Translate

Kamis, 24 Mei 2012

Berfikir Kritis


Cara lain yang digunakan oleh manusia untuk belajar adalah berpikir. Menurut Utsman Najati pada hakikatnya saat berpikir, manusia sedang belajar menggunakan trial and error secara intelektual. Dalam benaknya, terlintas beberapa alternative solusi dari persoalan yang dihadapinya. Kemudian manusia akan mempertimbangkan apakah suatu solusi tepat untuk dipilih atau tidak. Selanjutnya, manusia akan memilih solusi yang dianggap paling baik dan tepat. Berpikir adalah memanipulasi atau mengelola dan mentransformasi dalam memori.[1]
Pada saat berpikir, manusia belajar membuat solusi atas segala persoalan, mengungkapkan kolerasi antara berbagai objek dan peristiwa, melahirkan prinsip dan teori, dan menemukan berbagai penemuan baru. Oleh karena itu, para psikologi menyebut berpikir sebagai proses belajar yang paling tinggi.[2]
Berfikir kritis merupakan sebuah proses yang terarah dan jelas yang digunakan dalam kegiatan mental seperti memecahkan masalah, mengambil keputusan, membujuk, menganalisis asumsi dan melakukan penelitian ilmiah. Berfikir kritis adalah kemampuan untuk berpendapat dengan cara terorganisasi, kemampuan untuk mengevaluasi secara sistematis bobot pendapat pribadi dari pendapat orang lain.[3] Berpikir kritis memungkinkan siswa menemukan solusi dari berbagai masalah yang terjadi dalam kehidupan sehari-hari.

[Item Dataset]

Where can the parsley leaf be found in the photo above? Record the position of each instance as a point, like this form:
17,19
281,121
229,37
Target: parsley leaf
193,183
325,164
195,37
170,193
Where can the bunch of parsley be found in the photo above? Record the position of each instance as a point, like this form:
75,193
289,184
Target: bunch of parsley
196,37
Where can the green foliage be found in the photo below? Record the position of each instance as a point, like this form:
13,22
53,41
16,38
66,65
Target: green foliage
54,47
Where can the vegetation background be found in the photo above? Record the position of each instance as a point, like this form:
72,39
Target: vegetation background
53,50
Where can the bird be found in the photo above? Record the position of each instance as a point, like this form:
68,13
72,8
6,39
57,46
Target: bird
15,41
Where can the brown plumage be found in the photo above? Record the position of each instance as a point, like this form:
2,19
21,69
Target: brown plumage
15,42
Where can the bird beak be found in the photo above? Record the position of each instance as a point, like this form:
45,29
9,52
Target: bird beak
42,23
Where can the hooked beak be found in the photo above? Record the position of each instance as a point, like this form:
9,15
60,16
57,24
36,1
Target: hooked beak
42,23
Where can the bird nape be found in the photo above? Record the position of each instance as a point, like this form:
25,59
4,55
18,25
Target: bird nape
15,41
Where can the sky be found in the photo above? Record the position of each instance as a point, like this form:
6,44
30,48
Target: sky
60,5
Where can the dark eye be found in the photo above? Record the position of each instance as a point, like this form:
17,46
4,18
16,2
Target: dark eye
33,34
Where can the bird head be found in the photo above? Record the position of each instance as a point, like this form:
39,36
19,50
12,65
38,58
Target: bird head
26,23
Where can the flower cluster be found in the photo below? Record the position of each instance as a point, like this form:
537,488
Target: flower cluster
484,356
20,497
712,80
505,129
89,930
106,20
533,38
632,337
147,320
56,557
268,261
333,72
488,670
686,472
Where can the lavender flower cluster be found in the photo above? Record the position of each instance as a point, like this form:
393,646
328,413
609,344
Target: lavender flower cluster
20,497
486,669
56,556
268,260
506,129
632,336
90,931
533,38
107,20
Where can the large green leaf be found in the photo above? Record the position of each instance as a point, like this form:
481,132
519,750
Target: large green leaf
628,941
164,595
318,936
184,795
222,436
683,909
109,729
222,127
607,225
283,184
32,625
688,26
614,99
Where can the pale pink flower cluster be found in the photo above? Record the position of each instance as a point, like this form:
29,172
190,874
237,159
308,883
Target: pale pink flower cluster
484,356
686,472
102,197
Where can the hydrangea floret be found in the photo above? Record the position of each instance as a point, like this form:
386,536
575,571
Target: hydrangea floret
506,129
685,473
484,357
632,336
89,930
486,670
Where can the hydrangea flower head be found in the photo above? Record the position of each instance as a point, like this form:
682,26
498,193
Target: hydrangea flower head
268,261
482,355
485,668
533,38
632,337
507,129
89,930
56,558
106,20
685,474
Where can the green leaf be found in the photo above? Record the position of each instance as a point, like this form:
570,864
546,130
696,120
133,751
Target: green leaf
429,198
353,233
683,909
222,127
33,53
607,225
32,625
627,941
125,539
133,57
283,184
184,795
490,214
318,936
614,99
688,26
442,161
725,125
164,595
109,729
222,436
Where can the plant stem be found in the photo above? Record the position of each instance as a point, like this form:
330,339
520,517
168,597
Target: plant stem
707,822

--

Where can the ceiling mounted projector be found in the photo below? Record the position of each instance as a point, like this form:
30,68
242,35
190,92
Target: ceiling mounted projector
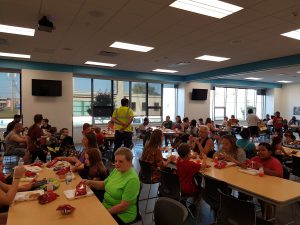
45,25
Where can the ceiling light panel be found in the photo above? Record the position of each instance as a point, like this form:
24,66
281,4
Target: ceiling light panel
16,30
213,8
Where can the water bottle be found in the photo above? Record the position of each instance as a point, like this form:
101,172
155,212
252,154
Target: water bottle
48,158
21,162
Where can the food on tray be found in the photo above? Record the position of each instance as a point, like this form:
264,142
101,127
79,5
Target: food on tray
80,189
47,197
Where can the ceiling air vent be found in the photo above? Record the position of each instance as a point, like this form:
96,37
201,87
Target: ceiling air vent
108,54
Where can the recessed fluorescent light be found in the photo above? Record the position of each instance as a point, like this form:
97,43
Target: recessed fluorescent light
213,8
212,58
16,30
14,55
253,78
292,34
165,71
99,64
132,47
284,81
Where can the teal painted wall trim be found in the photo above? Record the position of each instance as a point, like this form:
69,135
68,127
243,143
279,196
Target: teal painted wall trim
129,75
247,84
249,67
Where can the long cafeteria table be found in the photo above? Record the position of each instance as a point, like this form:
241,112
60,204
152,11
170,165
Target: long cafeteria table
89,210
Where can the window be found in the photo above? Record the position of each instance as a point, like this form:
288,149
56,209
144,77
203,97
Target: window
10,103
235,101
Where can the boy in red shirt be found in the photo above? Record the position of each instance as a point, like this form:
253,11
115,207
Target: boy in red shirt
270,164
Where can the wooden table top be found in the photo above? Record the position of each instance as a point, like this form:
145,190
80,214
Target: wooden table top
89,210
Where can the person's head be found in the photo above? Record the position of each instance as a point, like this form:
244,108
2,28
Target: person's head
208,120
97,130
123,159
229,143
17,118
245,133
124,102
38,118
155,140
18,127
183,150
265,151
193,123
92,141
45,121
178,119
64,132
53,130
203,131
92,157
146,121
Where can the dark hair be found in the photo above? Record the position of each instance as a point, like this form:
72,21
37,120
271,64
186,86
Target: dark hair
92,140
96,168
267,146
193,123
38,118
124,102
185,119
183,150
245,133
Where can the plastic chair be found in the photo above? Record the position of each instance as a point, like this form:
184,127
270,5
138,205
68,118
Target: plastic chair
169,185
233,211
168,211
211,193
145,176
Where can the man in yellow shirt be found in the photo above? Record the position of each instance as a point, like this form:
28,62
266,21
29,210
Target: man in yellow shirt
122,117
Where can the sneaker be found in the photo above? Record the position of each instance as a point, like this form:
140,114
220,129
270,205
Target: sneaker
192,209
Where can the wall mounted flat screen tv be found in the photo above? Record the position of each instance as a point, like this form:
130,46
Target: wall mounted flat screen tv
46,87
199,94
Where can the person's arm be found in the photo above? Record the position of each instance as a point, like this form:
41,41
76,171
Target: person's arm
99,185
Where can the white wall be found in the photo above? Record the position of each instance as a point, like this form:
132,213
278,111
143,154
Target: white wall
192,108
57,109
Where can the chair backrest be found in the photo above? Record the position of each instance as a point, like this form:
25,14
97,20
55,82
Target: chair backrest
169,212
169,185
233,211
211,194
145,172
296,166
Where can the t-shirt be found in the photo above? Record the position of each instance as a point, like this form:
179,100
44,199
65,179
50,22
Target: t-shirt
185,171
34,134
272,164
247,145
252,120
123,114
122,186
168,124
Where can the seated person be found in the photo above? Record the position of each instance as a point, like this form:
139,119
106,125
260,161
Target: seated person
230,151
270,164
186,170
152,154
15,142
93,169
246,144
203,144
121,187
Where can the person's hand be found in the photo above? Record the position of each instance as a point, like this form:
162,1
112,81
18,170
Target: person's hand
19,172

**Tugas yang Dikerjakan:**
a - Dalam teks tentang berpikir kritis, menurut Utsman Najati, manusia belajar menggunakan apa saat berpikir?
b - Saring data di atas dan salin setiap baris yang memuat kata "plastic", dengan memperhatikan perbedaan huruf besar dan kecil.
Teks dan data di atas tidak saling berkaitan.

**Jawaban Tiap Tugas:**
a - Trial and error secara intelektual.

b -
Where can the plastic chair be found in the photo above? Record the position of each instance as a point, like this form:
Target: plastic chair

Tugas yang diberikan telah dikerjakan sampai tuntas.